What the exercise asks:
Repeat each record exactly. Any picture gets left out.

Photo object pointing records
+ + + + +
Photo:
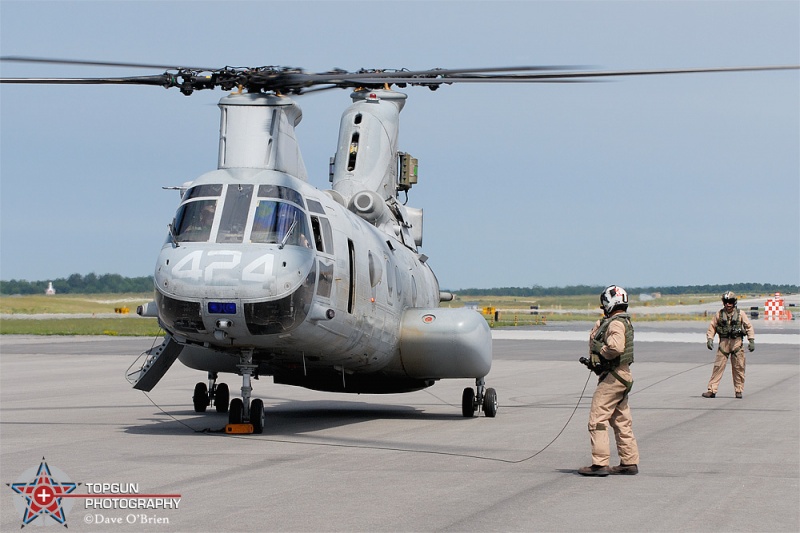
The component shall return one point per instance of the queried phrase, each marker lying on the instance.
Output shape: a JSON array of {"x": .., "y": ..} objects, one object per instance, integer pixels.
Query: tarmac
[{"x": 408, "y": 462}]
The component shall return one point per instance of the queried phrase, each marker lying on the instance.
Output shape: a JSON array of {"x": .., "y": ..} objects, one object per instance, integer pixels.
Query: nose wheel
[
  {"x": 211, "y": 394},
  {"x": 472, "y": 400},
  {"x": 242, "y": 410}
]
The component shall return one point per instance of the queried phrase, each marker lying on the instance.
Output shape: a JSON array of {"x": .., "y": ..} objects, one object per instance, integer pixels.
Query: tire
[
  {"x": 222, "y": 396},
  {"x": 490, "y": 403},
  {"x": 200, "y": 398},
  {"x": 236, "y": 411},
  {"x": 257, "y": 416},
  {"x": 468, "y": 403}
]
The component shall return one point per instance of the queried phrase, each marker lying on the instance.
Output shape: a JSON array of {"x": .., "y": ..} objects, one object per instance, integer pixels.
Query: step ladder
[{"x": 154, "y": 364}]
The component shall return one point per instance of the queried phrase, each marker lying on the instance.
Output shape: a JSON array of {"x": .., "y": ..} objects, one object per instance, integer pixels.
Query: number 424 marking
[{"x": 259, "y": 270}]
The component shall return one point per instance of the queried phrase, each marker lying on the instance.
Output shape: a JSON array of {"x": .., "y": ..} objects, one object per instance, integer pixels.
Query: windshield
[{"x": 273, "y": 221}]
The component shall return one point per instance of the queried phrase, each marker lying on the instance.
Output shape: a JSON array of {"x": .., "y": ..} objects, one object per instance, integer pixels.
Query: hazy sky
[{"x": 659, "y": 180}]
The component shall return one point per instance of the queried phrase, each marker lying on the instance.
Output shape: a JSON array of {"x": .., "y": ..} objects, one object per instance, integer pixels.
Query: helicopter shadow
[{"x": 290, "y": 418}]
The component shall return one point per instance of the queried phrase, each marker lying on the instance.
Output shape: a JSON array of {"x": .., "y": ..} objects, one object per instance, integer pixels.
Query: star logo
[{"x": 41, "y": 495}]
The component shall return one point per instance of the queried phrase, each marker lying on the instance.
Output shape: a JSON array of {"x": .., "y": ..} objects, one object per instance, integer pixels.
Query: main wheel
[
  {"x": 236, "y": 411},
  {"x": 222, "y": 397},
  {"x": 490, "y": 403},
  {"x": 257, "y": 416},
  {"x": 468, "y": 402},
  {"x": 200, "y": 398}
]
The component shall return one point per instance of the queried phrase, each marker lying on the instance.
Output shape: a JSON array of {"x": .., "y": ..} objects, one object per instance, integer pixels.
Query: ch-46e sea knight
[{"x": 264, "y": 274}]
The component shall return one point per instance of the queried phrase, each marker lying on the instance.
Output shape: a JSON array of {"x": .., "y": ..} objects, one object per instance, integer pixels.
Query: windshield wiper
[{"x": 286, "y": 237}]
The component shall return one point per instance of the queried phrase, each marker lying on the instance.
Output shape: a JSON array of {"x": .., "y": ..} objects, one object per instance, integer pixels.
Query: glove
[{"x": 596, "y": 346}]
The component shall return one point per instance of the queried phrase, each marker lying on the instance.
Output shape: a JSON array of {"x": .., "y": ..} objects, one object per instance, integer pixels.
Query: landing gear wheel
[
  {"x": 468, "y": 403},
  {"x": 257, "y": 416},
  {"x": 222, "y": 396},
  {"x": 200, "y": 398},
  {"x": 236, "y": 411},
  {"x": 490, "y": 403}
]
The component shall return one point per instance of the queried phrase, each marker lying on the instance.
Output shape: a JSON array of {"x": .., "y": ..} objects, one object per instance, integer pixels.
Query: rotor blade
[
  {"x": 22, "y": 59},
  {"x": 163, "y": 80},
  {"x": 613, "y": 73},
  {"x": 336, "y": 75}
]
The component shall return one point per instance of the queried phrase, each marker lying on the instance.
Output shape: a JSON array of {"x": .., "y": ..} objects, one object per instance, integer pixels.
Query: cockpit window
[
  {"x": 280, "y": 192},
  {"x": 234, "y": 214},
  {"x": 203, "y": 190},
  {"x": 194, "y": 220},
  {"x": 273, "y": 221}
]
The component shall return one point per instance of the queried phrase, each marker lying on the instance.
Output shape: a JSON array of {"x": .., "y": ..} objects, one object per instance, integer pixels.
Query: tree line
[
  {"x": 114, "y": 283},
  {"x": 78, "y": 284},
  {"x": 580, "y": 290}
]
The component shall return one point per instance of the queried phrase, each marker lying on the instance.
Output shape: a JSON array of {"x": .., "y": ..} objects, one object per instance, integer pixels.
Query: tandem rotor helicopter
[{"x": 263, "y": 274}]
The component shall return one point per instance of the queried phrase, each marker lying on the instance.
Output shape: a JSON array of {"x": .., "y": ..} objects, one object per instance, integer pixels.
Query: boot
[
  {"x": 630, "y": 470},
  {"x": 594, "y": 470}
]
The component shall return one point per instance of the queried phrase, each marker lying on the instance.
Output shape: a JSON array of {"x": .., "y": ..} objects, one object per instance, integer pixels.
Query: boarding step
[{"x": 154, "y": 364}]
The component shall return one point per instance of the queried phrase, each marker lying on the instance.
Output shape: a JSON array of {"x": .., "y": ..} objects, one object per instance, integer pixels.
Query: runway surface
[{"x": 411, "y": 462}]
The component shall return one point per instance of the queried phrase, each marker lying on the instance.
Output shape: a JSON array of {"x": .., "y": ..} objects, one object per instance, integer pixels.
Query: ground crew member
+ + + + +
The output:
Photo:
The component shall return one point per instance of the queried phrase, each marker lying on the instance.
Output shape: a JSON array of {"x": .., "y": ..} objects, one object per instance, integer pixels.
Query: tarmac
[{"x": 408, "y": 462}]
The component shall return one point per instance of the queried phrase, each marker lying on the instance.
Output shape: a JSON array of {"x": .., "y": ..} objects, one object per instance, integer pixels.
Query: nose wheel
[
  {"x": 211, "y": 394},
  {"x": 472, "y": 400},
  {"x": 242, "y": 410}
]
The component shall return one point per instance of the queried phrase, each marker lying on the instance.
Output shape: a JSON array of {"x": .., "y": ..} objects, one object per instance, integer pixels.
Query: tire
[
  {"x": 222, "y": 396},
  {"x": 490, "y": 403},
  {"x": 200, "y": 398},
  {"x": 236, "y": 411},
  {"x": 257, "y": 416},
  {"x": 468, "y": 403}
]
The component shall return one point per instance of the queried phrase, each marker lying on the instance.
Output shape: a JSON array of {"x": .., "y": ..} objects, one object per instance, integer pixels.
Query: step ladder
[{"x": 154, "y": 364}]
The component shall return one point per instance of the queried phrase, each marker lying on the instance.
Output shape: a JSON array of {"x": .., "y": ..} objects, one object per instance, integer pixels.
Query: number 424 marking
[{"x": 259, "y": 270}]
The component shall return one point per instance of the queried phrase, each marker lying on the instance.
Output shape: a JSON array of {"x": .., "y": ..} objects, one object per instance, integer pixels.
Query: windshield
[{"x": 273, "y": 221}]
The component shall return one point per instance of the queried phrase, each marker lying on the instance.
Output shape: a JSON array of {"x": .., "y": ..} objects, one object per instance, integer pixels.
Query: hazy sky
[{"x": 659, "y": 180}]
The component shall return one point per instance of the queried phrase, each marker lying on the instance.
Output shape: a JSON array of {"x": .., "y": ..} objects, one object per instance, integer pixels.
Query: helicopter shadow
[{"x": 290, "y": 418}]
The component shall return one point per instance of the queried phrase, each marker lying on the instance.
Output shape: a JSON array of {"x": .., "y": ..} objects, one object per instance, integer pixels.
Query: star logo
[{"x": 41, "y": 495}]
The component shall return one point per instance of the queried phrase, each marker lying on the instance.
Output shape: a JSON array of {"x": .., "y": ..} objects, one object per instance, integer pixels.
Query: main wheel
[
  {"x": 236, "y": 411},
  {"x": 222, "y": 397},
  {"x": 490, "y": 403},
  {"x": 257, "y": 416},
  {"x": 468, "y": 402},
  {"x": 200, "y": 398}
]
The component shall return one point per instance of the queried phrase, each marker lying on the instance.
Output shape: a JSON array of {"x": .., "y": ..} objects, one object per instance, integer pixels.
Query: ch-46e sea knight
[{"x": 264, "y": 274}]
The component shall return one point per instance of the queried phrase, each marker lying on the instance.
Output shape: a JSON array of {"x": .., "y": ..} objects, one object per instance, integer pixels.
Query: windshield wiper
[{"x": 286, "y": 237}]
The component shall return one point per instance of the queried phrase, each marker lying on the instance.
Output shape: a JSON array of {"x": .., "y": ..} objects, one object per instance, integer pixels.
Query: glove
[{"x": 596, "y": 346}]
The component shall return one point per instance of the queried phrase, each marker lying on the instance.
Output shape: a JSON array of {"x": .., "y": ..} objects, one object per instance, integer pixels.
Query: landing gear wheel
[
  {"x": 468, "y": 403},
  {"x": 257, "y": 416},
  {"x": 222, "y": 396},
  {"x": 200, "y": 398},
  {"x": 236, "y": 411},
  {"x": 490, "y": 403}
]
The component shall return one point per instance of the queried phrase, each marker lying on the instance.
Output shape: a JSON array of {"x": .., "y": ..} objects, one object per instance, integer pixels.
Query: rotor blade
[
  {"x": 22, "y": 59},
  {"x": 163, "y": 80},
  {"x": 613, "y": 73},
  {"x": 336, "y": 75}
]
The component shall return one point per instance of the queried phrase, each marker lying on the instance.
Output shape: a JSON array of {"x": .., "y": ..} objects, one object per instance, integer pixels.
Query: cockpit window
[
  {"x": 280, "y": 192},
  {"x": 234, "y": 214},
  {"x": 203, "y": 190},
  {"x": 194, "y": 220},
  {"x": 273, "y": 221}
]
The component shall return one point per instance of the queried phrase, each marker lying on the instance.
Output shape: a JSON array of {"x": .., "y": ..} objects, one object per instance, integer pixels.
Query: tree line
[
  {"x": 114, "y": 283},
  {"x": 78, "y": 284},
  {"x": 580, "y": 290}
]
The component shall return one point per instance of the queried phrase, each marker lying on the instance.
Output shape: a JSON array of {"x": .., "y": ..} objects, one object per instance, integer pixels.
Query: tandem rotor helicopter
[{"x": 263, "y": 274}]
The component shall return one point per instance of the queried phrase, each marker lying on the instance.
Output shape: a JSON array of {"x": .., "y": ..} objects, one object per instance, integer pixels.
Query: boot
[
  {"x": 630, "y": 470},
  {"x": 594, "y": 470}
]
The component shall return one point per instance of the queried phrase, each marker lying on the instance.
Output shape: a JSON array of {"x": .., "y": ..} objects, one object per instance, integer pixels.
Query: boarding step
[{"x": 154, "y": 364}]
The component shall return one point per instance of the queried phrase, each marker lying on the instance.
Output shape: a JSON array of {"x": .., "y": ..} objects, one object per instance, integer pixels.
Query: runway surface
[{"x": 411, "y": 462}]
The component shall return one point per instance of the queried phrase, each marker lying on the instance.
Output shape: a JSON array of {"x": .., "y": ..} objects, one object per instance, integer pixels.
Query: ground crew member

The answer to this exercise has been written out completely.